Objetivo: Convierte en una lista numerada las filas que van desde la que contiene "Give the innermost point of each instance of the wheel" hasta la que contiene "(1020, 335)", ambas incluidas, y omite las líneas en blanco.
**** Filas de origen
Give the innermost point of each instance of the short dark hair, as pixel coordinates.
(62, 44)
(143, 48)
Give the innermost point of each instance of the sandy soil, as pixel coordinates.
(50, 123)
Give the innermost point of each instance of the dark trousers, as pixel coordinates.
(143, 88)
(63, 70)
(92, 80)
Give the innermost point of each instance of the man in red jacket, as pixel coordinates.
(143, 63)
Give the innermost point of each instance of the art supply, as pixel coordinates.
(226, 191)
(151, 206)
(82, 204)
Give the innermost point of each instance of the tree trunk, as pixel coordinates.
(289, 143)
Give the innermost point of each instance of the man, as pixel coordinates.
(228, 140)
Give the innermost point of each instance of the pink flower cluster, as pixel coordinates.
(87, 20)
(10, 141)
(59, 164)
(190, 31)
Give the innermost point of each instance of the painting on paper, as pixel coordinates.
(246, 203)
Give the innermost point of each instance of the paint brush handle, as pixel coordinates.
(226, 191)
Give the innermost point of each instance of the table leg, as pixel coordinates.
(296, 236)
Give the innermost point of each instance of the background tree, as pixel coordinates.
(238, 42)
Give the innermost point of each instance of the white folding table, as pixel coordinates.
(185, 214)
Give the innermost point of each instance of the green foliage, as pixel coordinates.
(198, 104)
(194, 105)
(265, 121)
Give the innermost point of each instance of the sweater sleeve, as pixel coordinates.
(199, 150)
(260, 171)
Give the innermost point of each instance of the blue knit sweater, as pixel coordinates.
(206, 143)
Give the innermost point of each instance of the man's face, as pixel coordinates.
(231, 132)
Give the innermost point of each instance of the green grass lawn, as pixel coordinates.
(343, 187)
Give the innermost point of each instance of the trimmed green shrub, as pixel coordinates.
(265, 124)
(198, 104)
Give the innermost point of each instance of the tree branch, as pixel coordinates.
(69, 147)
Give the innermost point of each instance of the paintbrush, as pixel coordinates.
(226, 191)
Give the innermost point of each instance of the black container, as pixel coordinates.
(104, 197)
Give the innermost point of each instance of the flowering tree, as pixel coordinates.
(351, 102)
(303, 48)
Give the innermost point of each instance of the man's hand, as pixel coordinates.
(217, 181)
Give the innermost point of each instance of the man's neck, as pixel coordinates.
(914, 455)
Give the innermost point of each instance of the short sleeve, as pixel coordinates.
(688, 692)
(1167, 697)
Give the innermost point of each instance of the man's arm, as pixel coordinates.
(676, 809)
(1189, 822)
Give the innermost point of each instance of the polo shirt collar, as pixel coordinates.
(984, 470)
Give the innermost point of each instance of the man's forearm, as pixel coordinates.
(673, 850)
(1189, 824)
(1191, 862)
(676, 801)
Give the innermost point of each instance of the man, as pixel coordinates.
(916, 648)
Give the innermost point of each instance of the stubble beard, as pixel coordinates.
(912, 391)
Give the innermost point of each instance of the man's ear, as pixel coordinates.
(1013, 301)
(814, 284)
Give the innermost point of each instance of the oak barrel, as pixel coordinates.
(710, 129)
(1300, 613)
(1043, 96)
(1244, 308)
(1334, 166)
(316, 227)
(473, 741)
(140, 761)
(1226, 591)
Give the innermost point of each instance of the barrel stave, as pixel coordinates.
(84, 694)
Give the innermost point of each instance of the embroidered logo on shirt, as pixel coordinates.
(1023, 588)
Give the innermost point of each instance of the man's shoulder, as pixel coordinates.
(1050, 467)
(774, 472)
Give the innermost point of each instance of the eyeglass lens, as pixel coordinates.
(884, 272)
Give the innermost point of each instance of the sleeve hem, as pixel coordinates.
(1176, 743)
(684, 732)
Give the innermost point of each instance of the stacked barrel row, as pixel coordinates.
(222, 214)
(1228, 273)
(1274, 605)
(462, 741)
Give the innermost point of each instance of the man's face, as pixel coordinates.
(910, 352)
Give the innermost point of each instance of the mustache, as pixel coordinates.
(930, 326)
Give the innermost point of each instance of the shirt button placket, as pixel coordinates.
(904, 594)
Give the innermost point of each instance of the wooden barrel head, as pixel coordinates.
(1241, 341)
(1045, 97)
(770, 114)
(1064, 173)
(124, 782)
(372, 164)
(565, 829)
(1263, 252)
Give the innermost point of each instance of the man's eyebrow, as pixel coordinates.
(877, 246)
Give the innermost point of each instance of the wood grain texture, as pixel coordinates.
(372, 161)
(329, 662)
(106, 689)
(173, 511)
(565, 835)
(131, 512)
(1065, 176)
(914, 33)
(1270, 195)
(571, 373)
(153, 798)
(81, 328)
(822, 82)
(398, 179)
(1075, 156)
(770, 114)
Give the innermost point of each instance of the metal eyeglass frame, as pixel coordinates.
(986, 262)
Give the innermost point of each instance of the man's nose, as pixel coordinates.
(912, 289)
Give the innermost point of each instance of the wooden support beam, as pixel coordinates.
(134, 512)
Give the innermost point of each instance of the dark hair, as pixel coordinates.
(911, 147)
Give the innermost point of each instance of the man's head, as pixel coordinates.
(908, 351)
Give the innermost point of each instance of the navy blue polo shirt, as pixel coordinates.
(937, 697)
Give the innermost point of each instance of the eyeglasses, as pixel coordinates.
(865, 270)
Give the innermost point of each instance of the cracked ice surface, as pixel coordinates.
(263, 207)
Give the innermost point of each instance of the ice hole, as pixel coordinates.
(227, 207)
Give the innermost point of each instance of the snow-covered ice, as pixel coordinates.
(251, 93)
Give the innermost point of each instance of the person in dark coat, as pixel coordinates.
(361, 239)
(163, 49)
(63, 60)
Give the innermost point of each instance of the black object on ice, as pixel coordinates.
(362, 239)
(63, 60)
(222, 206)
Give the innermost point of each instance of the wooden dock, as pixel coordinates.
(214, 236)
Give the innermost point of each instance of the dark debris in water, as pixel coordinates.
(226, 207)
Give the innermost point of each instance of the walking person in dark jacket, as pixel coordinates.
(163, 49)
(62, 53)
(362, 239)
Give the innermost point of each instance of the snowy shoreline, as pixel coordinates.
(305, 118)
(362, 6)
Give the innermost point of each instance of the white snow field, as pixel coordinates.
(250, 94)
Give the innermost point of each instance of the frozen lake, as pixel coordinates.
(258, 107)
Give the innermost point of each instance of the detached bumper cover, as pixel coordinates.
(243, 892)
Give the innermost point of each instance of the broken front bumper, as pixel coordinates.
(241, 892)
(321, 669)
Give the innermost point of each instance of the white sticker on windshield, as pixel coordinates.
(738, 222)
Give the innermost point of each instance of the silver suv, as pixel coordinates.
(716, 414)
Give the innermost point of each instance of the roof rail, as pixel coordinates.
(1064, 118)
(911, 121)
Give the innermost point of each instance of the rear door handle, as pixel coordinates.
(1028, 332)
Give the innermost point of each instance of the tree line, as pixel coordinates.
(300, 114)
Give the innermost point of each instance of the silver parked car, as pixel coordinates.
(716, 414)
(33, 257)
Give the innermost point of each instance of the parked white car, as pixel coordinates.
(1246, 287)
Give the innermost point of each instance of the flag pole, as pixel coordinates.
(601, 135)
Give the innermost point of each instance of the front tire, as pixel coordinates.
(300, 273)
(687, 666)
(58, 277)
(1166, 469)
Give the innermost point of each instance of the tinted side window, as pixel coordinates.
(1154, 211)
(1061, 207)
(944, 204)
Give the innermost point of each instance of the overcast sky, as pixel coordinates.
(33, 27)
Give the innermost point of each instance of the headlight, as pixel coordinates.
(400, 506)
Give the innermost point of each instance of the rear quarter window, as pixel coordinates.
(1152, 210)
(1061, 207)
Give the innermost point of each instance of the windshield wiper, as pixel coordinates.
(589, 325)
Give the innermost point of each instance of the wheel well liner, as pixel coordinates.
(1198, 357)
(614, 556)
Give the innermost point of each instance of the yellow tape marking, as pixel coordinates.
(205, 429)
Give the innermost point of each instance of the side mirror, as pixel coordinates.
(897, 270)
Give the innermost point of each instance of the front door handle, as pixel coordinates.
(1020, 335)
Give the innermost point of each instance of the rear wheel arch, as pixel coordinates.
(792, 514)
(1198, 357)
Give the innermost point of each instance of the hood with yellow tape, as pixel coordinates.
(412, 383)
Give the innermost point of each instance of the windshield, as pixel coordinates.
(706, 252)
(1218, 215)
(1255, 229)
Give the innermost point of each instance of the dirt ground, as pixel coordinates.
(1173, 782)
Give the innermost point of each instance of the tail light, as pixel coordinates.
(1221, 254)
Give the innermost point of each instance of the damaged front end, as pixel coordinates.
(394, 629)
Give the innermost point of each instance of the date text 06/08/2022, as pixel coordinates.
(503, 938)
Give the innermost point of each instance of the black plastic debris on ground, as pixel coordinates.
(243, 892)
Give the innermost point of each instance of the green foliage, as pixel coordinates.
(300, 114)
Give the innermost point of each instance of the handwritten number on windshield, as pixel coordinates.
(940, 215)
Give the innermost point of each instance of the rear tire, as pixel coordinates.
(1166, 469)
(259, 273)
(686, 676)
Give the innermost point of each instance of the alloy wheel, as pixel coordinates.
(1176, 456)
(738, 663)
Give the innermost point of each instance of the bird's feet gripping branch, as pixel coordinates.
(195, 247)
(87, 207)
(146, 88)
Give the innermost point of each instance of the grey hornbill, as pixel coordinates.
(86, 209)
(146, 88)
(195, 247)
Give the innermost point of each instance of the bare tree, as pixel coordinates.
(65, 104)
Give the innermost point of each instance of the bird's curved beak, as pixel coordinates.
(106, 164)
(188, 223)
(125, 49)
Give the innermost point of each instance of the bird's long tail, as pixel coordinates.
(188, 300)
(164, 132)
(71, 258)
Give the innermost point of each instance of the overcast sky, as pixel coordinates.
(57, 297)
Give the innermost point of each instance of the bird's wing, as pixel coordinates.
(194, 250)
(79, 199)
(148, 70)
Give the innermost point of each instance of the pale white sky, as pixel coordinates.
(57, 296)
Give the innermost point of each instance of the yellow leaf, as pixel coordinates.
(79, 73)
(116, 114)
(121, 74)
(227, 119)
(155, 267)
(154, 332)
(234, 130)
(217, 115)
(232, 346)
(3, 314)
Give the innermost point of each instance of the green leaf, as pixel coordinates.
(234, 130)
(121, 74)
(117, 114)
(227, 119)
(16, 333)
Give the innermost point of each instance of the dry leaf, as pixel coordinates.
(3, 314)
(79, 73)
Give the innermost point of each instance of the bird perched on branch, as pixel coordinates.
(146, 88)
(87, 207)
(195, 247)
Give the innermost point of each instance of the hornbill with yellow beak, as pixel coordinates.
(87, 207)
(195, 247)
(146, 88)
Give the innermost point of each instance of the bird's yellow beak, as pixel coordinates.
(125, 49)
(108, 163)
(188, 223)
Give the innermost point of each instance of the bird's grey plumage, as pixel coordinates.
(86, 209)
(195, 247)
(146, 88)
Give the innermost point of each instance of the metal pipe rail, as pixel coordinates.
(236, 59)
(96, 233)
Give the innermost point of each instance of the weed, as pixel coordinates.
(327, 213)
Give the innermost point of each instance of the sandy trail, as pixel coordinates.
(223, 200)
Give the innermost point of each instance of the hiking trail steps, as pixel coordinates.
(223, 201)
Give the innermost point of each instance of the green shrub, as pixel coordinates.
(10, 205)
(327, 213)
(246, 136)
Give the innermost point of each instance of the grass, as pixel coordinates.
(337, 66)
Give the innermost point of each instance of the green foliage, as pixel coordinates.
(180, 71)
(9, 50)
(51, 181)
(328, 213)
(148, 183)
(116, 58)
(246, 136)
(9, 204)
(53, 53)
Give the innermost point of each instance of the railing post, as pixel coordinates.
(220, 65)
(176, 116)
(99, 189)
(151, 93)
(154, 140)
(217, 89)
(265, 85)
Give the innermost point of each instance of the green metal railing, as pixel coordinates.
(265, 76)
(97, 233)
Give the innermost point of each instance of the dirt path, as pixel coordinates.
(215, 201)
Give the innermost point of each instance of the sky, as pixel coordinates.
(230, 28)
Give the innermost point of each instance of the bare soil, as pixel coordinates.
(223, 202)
********
Resultado del ejercicio:
1. Give the innermost point of each instance of the wheel well liner, as pixel coordinates.
2. (1198, 357)
3. (614, 556)
4. Give the innermost point of each instance of the yellow tape marking, as pixel coordinates.
5. (205, 429)
6. Give the innermost point of each instance of the side mirror, as pixel coordinates.
7. (897, 270)
8. Give the innermost point of each instance of the front door handle, as pixel coordinates.
9. (1020, 335)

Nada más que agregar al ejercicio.